Rescale the records beginning at the line that has "# test: pointer returns one pin per instance of the man" and ending with the last line of the records. Reproduce every line in that span, multiplying each point coordinate by 2.1 and rounding to a whole number (halves go up), leaving all other text unchanged and giving nothing outside the span.

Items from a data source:
════════════════════

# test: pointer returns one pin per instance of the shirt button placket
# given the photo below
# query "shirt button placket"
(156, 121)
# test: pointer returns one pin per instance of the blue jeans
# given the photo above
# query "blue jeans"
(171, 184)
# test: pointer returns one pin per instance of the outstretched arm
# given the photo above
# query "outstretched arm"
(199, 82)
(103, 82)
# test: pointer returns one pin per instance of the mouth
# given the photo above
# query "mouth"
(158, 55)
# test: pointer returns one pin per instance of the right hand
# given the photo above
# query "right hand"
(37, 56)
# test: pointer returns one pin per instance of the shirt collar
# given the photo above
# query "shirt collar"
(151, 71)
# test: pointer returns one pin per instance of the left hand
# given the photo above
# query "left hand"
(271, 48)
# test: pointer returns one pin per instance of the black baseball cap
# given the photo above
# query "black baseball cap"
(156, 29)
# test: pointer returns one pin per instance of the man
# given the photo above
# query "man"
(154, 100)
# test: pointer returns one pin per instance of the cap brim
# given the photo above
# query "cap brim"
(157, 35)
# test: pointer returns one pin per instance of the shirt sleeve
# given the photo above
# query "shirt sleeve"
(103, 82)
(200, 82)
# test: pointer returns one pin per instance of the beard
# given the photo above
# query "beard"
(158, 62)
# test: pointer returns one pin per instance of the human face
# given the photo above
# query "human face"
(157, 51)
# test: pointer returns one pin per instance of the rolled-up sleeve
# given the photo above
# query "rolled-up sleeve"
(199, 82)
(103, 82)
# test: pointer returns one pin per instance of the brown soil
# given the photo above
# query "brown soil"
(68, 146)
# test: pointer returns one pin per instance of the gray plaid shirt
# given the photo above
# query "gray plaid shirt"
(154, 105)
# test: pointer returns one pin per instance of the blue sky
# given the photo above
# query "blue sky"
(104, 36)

════════════════════

TASK ANSWER:
# test: pointer returns one pin per instance of the man
# given the photo above
# query "man"
(323, 210)
# test: pointer returns one pin per instance of the cap brim
# given the photo above
# query "cap brim"
(330, 74)
# test: pointer returns one pin per instance of the shirt sleeve
# given the photo above
# query "shirt sleeve"
(216, 172)
(420, 172)
# test: pointer returns one pin per instance of the beard
# given the photo above
# query "beard"
(332, 130)
# test: pointer returns one pin per instance of the human face
# given the photo above
# query "human face"
(330, 107)
# test: pointer returns one pin per instance of the rolled-up sleeve
# given the photo above
# query "rolled-up sleeve"
(418, 172)
(216, 172)
# test: pointer returns one pin per instance of the brown soil
# given the photo above
# query "brown soil"
(143, 307)
# test: pointer returns one pin per instance of the gray plaid shirt
# given the photo above
# query "gray plaid shirt"
(323, 221)
# test: pointer returns one pin per instance of the blue sky
# given the photo above
# query "blue sky"
(218, 76)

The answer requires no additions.